[Image object location records]
● ● ● ● ● ● ●

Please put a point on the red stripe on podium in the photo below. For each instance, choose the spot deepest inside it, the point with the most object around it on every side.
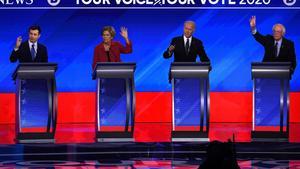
(80, 107)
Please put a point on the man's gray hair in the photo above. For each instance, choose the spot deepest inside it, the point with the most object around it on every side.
(190, 22)
(282, 27)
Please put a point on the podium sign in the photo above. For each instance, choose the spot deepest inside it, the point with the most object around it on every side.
(115, 101)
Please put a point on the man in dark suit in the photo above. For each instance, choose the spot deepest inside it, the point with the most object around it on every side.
(186, 48)
(31, 50)
(277, 47)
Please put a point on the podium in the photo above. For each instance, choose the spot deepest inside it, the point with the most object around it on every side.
(271, 87)
(36, 102)
(115, 102)
(190, 101)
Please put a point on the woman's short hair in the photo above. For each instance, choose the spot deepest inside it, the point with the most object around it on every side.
(109, 29)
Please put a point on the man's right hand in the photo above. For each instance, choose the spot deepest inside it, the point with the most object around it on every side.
(253, 23)
(18, 42)
(171, 48)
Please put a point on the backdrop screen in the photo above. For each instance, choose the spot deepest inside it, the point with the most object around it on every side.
(71, 35)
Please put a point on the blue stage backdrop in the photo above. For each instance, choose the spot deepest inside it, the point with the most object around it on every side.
(71, 36)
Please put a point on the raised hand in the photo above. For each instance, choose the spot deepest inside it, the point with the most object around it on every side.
(253, 22)
(124, 33)
(171, 48)
(18, 42)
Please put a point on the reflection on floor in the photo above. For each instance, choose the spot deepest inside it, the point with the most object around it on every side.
(148, 132)
(146, 163)
(75, 148)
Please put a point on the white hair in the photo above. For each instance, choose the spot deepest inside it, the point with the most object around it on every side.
(282, 27)
(190, 22)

● ● ● ● ● ● ●

#### Set exercise
Can you rewrite the records above as a JSON list of strings, one string per line and no blank lines, beginning at the line that contains "Please put a point on the reflection" and stopping after the final line of the records?

#### Result
[
  "Please put a point on the reflection on floor in the photo above. For each instance, choose the spot deepest inside it, the point with the most object around it on every side.",
  "(148, 132)",
  "(146, 163)",
  "(75, 148)",
  "Please put a point on the white hair in the photo above. For each instance, choose the spot deepest inside it, the point with the most object around it on every side.",
  "(282, 27)",
  "(190, 22)"
]